» How to complete this task: Write out each entry once more so that it matches the original exactly.

[Point localization data]
*** Begin section ***

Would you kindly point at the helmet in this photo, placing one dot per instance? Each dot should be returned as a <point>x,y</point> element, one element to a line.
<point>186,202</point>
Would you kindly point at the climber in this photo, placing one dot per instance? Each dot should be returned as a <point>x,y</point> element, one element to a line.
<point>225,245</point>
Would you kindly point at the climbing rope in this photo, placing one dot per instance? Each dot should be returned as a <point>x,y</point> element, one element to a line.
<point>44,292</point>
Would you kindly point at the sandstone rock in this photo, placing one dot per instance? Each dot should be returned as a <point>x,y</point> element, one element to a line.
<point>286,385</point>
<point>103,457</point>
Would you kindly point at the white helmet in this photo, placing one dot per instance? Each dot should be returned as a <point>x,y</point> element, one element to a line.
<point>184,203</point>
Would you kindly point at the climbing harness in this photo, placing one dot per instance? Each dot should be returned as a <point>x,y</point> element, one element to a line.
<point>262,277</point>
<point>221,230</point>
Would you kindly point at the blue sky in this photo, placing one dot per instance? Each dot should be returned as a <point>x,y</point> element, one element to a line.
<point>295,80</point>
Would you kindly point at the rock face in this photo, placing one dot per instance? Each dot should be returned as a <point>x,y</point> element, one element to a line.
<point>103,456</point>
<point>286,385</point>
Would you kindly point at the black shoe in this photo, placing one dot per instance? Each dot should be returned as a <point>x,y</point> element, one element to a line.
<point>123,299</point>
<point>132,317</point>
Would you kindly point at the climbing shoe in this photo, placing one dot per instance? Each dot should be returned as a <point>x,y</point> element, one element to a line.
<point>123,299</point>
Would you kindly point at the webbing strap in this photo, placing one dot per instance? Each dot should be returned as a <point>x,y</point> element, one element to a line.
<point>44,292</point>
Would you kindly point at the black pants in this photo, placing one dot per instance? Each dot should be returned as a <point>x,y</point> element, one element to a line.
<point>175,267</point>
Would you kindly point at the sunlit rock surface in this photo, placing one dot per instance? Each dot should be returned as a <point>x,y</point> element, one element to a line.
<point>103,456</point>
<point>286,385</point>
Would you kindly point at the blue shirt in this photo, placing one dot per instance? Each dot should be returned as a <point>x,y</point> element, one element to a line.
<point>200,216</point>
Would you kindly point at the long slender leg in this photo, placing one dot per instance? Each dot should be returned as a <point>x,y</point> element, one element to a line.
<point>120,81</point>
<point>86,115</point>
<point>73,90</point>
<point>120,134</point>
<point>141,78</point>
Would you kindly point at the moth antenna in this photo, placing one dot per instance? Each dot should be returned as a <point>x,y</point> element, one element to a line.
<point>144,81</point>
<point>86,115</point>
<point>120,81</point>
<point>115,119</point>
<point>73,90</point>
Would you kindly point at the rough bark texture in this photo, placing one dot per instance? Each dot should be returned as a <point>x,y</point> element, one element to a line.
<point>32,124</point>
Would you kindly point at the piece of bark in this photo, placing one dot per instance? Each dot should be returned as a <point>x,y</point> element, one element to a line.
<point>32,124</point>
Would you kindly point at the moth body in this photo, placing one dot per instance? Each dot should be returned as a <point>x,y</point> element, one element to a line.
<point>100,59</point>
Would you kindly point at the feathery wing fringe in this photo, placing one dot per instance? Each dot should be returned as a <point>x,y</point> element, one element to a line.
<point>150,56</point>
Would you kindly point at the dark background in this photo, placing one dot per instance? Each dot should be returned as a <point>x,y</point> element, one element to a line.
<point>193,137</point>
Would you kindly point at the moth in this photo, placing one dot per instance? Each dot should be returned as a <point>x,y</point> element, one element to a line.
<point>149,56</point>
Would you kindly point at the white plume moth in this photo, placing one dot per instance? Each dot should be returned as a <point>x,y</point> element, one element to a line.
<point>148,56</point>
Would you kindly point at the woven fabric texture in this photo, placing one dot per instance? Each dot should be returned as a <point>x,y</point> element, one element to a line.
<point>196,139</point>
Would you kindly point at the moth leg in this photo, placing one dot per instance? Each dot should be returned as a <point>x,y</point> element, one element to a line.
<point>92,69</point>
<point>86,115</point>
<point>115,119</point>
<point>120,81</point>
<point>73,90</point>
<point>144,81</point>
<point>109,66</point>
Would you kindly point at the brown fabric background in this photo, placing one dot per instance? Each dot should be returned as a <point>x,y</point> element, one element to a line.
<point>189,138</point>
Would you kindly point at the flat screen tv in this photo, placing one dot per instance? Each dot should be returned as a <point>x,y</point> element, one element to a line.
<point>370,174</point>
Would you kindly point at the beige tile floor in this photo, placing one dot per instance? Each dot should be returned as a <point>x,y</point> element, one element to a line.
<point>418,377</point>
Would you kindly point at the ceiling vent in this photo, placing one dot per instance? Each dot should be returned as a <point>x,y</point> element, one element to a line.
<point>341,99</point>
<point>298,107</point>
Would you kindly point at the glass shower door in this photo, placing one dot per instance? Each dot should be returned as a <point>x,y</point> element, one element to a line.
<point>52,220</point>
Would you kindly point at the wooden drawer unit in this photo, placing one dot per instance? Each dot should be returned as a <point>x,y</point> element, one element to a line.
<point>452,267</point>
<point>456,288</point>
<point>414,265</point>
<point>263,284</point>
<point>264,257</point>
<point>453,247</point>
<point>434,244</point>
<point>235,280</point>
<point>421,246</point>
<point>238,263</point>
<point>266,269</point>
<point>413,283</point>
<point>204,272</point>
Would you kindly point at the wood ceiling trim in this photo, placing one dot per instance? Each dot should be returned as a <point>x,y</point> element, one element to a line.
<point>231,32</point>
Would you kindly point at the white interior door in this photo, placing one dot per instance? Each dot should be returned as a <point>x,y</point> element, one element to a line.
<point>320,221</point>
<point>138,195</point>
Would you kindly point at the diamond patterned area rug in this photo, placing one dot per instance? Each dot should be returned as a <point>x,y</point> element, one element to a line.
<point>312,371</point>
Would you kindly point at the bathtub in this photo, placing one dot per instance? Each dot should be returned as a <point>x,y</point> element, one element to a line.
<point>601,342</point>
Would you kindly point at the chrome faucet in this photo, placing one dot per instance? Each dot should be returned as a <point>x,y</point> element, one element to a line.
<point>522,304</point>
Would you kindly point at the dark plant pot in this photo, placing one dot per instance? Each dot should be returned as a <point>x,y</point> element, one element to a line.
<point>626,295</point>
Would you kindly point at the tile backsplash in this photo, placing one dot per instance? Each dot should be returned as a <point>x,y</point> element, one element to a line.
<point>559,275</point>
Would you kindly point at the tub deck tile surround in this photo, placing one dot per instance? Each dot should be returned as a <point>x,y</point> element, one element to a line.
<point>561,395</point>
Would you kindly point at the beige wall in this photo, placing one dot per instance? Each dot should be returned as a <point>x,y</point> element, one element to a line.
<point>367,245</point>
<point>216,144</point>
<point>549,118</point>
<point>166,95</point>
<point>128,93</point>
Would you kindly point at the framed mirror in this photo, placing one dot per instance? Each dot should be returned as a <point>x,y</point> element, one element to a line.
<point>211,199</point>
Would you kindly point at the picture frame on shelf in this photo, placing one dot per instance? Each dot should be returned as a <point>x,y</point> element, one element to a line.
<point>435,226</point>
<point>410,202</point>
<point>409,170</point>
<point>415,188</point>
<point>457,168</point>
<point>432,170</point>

*** End section ***

» Output of the task:
Would you kindly point at the helmet in this photo, placing one dot per instance? Each dot should be returned as a <point>x,y</point> element, one element to a line.
<point>186,202</point>
Would you kindly point at the climber in this photo, placing one dot per instance? Each dot should be returned as a <point>x,y</point> element, one element to a line.
<point>225,245</point>
Would you kindly point at the climbing rope in this photo, placing one dot per instance? Each dot should be returned as a <point>x,y</point> element, one element to a line.
<point>44,292</point>
Would you kindly point at the sandstone rock in this photo, placing one dot per instance? Each dot should be returned as a <point>x,y</point> element, one element to a line.
<point>286,385</point>
<point>103,457</point>
Would you kindly point at the white helmet in this photo, placing one dot per instance? Each dot should be returned as a <point>x,y</point> element, one element to a line.
<point>184,203</point>
Would you kindly point at the climbing harness in this photo, placing one dot per instance? Each dot should be returned as a <point>x,y</point> element, one element to a line.
<point>262,277</point>
<point>221,230</point>
Would you kindly point at the blue sky in this photo, placing one dot per instance? Each dot should be returned as a <point>x,y</point> element, one element to a line.
<point>295,80</point>
Would you kindly point at the rock face in this photo, placing one dot per instance? Each dot should be returned as a <point>x,y</point> element, one element to a line.
<point>103,456</point>
<point>286,385</point>
Would you kindly point at the black shoe in this photo, placing one dot per instance? Each dot should be returned as a <point>x,y</point> element, one element to a line.
<point>123,299</point>
<point>132,317</point>
Would you kindly point at the climbing shoe in this photo, placing one dot per instance? Each dot should be returned as a <point>x,y</point> element, one element to a line.
<point>123,299</point>
Would you kindly point at the webbing strap in this photo, placing one dot per instance? Each dot should be returned as a <point>x,y</point> element, one element to a line.
<point>44,292</point>
Would you kindly point at the black pants in this photo, placing one dot per instance? Each dot should be returned as a <point>x,y</point> element, one element to a line.
<point>175,267</point>
Would you kindly point at the sunlit rock surface in this photo, placing one dot per instance? Each dot should be returned as a <point>x,y</point> element, one element to a line.
<point>103,456</point>
<point>286,385</point>
Would you kindly point at the blue shirt in this photo, placing one dot per instance? Each dot should be returned as a <point>x,y</point> element, one element to a line.
<point>200,216</point>
Would you kindly point at the long slender leg in this photo, placing one dot per instance? Each dot should be returned as a <point>x,y</point> element, one element to a line.
<point>120,81</point>
<point>86,115</point>
<point>73,90</point>
<point>120,134</point>
<point>141,78</point>
Would you kindly point at the moth antenna in this photo, placing one dot per instance? Each dot should be returned as a <point>x,y</point> element, one element to a line.
<point>144,81</point>
<point>86,115</point>
<point>120,81</point>
<point>115,119</point>
<point>73,90</point>
Would you kindly point at the rough bark texture in this photo, placing one dot per instance? Each dot should be returned as a <point>x,y</point> element, one element to a line.
<point>32,124</point>
Would you kindly point at the piece of bark in this photo, placing one dot per instance? Each dot should be returned as a <point>x,y</point> element, one element to a line.
<point>32,124</point>
Would you kindly point at the moth body in this photo, placing one dot per instance? Each dot should be returned as a <point>x,y</point> element, one element to a line.
<point>100,59</point>
Would you kindly point at the feathery wing fringe in this photo, placing one dot per instance? Each dot should be returned as a <point>x,y</point> element, one element to a line.
<point>150,56</point>
Would you kindly point at the dark background in this photo, placing one dot per instance? Each dot should be returned as a <point>x,y</point> element, one element to a line.
<point>193,137</point>
Would you kindly point at the moth in this photo, placing one dot per instance? Each dot should be returned as a <point>x,y</point> element, one element to a line.
<point>149,56</point>
Would you kindly point at the white plume moth in this photo, placing one dot per instance? Each dot should be returned as a <point>x,y</point> element, one element to a line.
<point>148,56</point>
Would you kindly point at the woven fabric texture in this photo, placing one dot per instance? Each dot should be returned as a <point>x,y</point> element, one element to a line.
<point>196,139</point>
Would you kindly point at the moth leg in this photo, placing one dot per instance? Each dot should be returned as a <point>x,y</point> element, one element to a line.
<point>92,69</point>
<point>86,115</point>
<point>115,119</point>
<point>120,81</point>
<point>73,90</point>
<point>144,81</point>
<point>109,66</point>
Would you kindly point at the brown fabric background in this photo, placing one dot per instance? Each dot should be returned as a <point>x,y</point> element, one element to a line.
<point>189,138</point>
Would you kindly point at the flat screen tv in this photo, placing one dot per instance? Each dot should be returned as a <point>x,y</point> element, one element to a line.
<point>370,174</point>
Would you kindly point at the beige tile floor in this photo, placing one dot per instance? Each dot should be returned as a <point>x,y</point> element, one element to a line.
<point>418,377</point>
Would you kindly point at the ceiling vent in this photo, placing one dot per instance? Each dot should be returned as a <point>x,y</point> element, one element to a line.
<point>341,99</point>
<point>298,107</point>
Would you kindly point at the glass shower door in this photo, placing one dot per instance? Each dot should be returned as a <point>x,y</point> element, one element to a line.
<point>52,220</point>
Would you kindly point at the wooden drawer unit in this photo, placing one dot per instance? Each dot should be returned as a <point>x,y</point> element, one element to a line.
<point>452,267</point>
<point>456,288</point>
<point>414,265</point>
<point>263,284</point>
<point>264,257</point>
<point>453,247</point>
<point>434,244</point>
<point>235,280</point>
<point>421,246</point>
<point>238,263</point>
<point>266,269</point>
<point>413,283</point>
<point>204,272</point>
Would you kindly point at the wood ceiling trim in this photo, placing one dot per instance? Each dot should be returned as a <point>x,y</point> element, one element to a line.
<point>231,32</point>
Would you kindly point at the white interior door in this photo, placing one dot per instance? Each dot should be returned as a <point>x,y</point> element, one element to a line.
<point>320,221</point>
<point>138,195</point>
Would you kindly point at the diamond patterned area rug in this photo, placing one dot per instance? Each dot should be returned as a <point>x,y</point> element, one element to a line.
<point>312,371</point>
Would you kindly point at the bathtub in this photo, placing one dot per instance? Each dot should be returned as a <point>x,y</point> element, one element to a line.
<point>601,342</point>
Would you kindly point at the chrome faucet in this photo, placing one dot per instance? Each dot should be returned as a <point>x,y</point> element, one element to a line.
<point>522,304</point>
Would you kindly point at the dark plant pot in this photo, placing one dot per instance? Each dot should be returned as a <point>x,y</point> element, one element to a line.
<point>626,295</point>
Would you kindly point at the tile backsplash in this photo, placing one dot per instance? Each dot should be returned as a <point>x,y</point> element, one element to a line.
<point>559,275</point>
Would you kindly point at the tub deck tile surround in this photo, placing one dot per instance? Each dot should be returned as a <point>x,y</point> element, one element to a line.
<point>561,395</point>
Would you kindly point at the beige wall in this photo, placing one dot per instance? Each dot should be returned as a <point>x,y</point> element, one element to a line.
<point>367,245</point>
<point>216,144</point>
<point>549,118</point>
<point>166,95</point>
<point>128,93</point>
Would you kindly point at the framed mirror in this photo, placing one dot per instance? Each dot should be returned as a <point>x,y</point> element, one element to a line.
<point>211,199</point>
Would you kindly point at the picture frame on shelf in this photo, placing one dot per instance? Each dot should be returned as a <point>x,y</point> element, one element to a line.
<point>435,226</point>
<point>410,202</point>
<point>409,170</point>
<point>415,188</point>
<point>457,168</point>
<point>432,170</point>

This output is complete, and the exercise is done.